Information supplied
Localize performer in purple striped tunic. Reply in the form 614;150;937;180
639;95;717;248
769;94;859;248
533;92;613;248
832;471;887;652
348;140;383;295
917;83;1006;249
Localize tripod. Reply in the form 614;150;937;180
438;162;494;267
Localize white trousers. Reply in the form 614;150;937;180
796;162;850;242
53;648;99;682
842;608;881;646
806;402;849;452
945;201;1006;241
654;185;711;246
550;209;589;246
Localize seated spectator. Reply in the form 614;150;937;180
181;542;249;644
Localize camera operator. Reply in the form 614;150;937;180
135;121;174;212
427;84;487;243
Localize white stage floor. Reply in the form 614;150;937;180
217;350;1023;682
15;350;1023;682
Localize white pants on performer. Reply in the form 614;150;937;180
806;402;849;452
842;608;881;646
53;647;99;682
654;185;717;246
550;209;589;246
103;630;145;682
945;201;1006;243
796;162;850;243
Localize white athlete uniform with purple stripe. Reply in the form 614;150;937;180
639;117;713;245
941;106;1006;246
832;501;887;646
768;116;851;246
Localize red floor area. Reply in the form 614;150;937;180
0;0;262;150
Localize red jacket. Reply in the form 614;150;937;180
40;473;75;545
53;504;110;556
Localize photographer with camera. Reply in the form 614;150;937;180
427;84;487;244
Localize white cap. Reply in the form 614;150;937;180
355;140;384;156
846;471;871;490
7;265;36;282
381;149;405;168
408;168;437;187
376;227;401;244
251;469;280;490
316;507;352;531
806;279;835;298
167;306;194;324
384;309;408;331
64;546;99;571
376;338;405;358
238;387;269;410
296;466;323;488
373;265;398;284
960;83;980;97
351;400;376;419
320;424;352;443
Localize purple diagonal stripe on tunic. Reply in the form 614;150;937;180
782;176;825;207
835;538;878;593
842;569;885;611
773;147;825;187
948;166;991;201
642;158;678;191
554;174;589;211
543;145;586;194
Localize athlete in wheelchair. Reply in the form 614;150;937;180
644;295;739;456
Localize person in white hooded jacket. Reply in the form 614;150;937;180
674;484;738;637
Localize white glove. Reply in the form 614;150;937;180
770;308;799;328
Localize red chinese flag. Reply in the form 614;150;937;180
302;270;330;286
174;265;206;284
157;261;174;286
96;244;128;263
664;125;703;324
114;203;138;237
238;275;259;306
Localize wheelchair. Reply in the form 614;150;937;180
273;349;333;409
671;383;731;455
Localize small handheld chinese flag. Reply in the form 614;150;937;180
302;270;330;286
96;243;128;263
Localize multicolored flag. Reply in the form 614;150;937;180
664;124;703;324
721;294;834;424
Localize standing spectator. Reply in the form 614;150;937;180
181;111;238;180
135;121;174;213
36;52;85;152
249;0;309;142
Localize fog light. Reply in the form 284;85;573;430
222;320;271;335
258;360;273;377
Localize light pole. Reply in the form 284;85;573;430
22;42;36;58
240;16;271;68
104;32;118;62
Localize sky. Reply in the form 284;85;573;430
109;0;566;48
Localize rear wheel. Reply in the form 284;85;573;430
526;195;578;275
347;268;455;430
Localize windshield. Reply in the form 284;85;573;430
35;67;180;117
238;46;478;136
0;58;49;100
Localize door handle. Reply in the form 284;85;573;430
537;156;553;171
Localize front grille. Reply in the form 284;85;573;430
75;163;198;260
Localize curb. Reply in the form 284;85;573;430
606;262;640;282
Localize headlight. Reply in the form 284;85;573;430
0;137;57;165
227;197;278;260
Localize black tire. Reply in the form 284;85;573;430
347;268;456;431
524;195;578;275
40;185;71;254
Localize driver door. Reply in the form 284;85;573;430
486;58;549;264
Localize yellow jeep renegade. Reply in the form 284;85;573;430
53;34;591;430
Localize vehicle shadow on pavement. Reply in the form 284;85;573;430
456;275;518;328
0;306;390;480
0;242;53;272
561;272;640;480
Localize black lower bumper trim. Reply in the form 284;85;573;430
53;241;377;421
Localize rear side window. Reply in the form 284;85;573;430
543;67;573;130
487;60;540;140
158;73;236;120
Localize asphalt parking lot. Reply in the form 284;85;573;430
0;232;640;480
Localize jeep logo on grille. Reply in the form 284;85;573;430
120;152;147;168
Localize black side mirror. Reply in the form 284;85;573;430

To do
Update all of the records above so that every "Localize" becomes "Locate", and leave everything else as it is.

Result of the exercise
Locate performer in purple striped tunic. Reply in the form 614;150;937;180
639;95;717;248
769;94;859;248
533;92;613;248
832;471;887;652
348;140;383;295
917;83;1006;249
Locate tripod. Reply in the form 614;150;937;180
438;162;494;267
Locate white trousers. Reply in the form 614;150;937;180
796;162;850;242
53;648;99;682
842;608;881;646
806;402;849;452
945;201;1006;241
654;185;711;246
550;209;589;246
Locate seated spectator. Reply in the form 614;150;937;180
181;542;249;644
Locate camera operator. Reply in the form 614;150;937;180
135;121;174;212
427;84;487;243
Locate white stage floor. Reply in the form 614;150;937;180
217;350;1023;682
15;350;1023;682
Locate white pants on performer. Reply in the form 614;150;937;180
806;402;849;452
842;608;881;646
53;647;99;682
654;185;717;246
550;209;589;246
103;630;145;682
945;201;1006;243
796;162;850;243
Locate white athlete uniform with purple stripe. Reply in the form 614;150;937;180
639;117;713;245
941;106;1006;246
832;501;887;646
768;116;851;246
Locate red floor area. Reply in the form 614;150;937;180
0;0;262;150
Locate red jacket. Reply in the form 614;150;937;180
40;473;75;545
53;504;110;556
Locate photographer with camera. Reply in the form 614;150;937;180
427;84;487;244
Locate white cap. Reply in the form 614;150;937;180
355;140;384;156
846;471;871;490
7;265;36;282
381;149;405;168
408;168;437;187
376;227;401;244
251;469;280;490
316;507;352;531
806;279;835;298
167;306;194;324
384;309;408;331
64;546;99;571
376;338;405;358
238;387;269;410
296;466;323;488
373;265;398;284
960;83;980;97
351;400;376;419
320;424;352;443
Locate purple diagonal stripe on tunic. Reply in the form 614;150;937;180
782;176;825;207
835;538;878;593
842;569;885;611
773;147;825;187
948;166;991;201
642;158;678;191
554;174;589;211
543;145;586;194
Locate athlete in wheelchair. Reply in the form 614;150;937;180
644;295;739;456
Locate person in white hooded jacket. Reply in the form 614;150;937;180
674;484;738;637
Locate white glove. Reply in the form 614;150;937;180
770;308;799;328
Locate red chinese flag. Reply in the form 614;150;937;180
302;270;330;286
174;265;206;284
157;261;174;286
96;244;128;263
664;125;703;324
114;203;138;237
238;275;259;306
Locate wheelchair. Reply in the form 614;150;937;180
273;349;333;409
671;383;731;455
Locate small handheld chinese flag. Reply in the form 614;150;937;180
302;270;330;286
96;243;128;263
Locate multicolored flag. Reply in the form 614;150;937;180
664;124;703;324
721;294;834;424
Locate standing spectator. Reply in the form 614;150;937;180
181;111;238;180
135;121;174;213
36;52;85;152
249;0;309;142
Locate fog light. Reply in the form 284;85;573;430
222;320;271;335
258;360;273;377
Locate light pole. Reply in the form 284;85;573;430
22;42;36;58
240;16;271;68
104;32;118;62
Locate sky. Reply in the form 284;85;573;430
109;0;566;48
Locate rear wheel. Reply in the form 284;85;573;430
526;195;578;275
347;268;455;430
Locate windshield. Reply in the form 284;85;573;430
35;67;180;117
238;46;478;136
0;58;49;100
Locate door handle. Reply in the form 284;85;573;430
537;156;553;171
Locate front grille. Reply in the form 284;85;573;430
75;163;198;260
Locate curb. Reply in the form 284;85;573;430
606;262;640;282
Locate headlight. Reply in the form 284;85;573;430
0;137;57;165
227;197;278;260
Locate black tire. Reply in the form 284;85;573;430
347;268;456;431
524;195;578;275
40;185;71;254
Locate driver door. Reply in the form 284;85;573;430
486;58;549;264
Locate yellow jeep renegade. Reply in the form 284;85;573;430
53;34;591;430
Locate vehicle shadow on pavement. Reply in the form 284;85;573;430
456;275;518;328
0;306;390;480
0;242;53;272
561;272;640;480
Locate black lower bumper trim. Reply in the form 284;85;573;430
53;241;377;421
Locate rear side window. Reply in the form 284;85;573;430
543;67;573;130
487;60;540;140
158;73;236;120
Locate asphalt parking lot. Reply in the form 284;85;573;430
0;232;640;480
Locate jeep logo on grille. Reply in the form 284;85;573;430
120;152;147;168
Locate black side mirror. Reply in the form 284;85;573;430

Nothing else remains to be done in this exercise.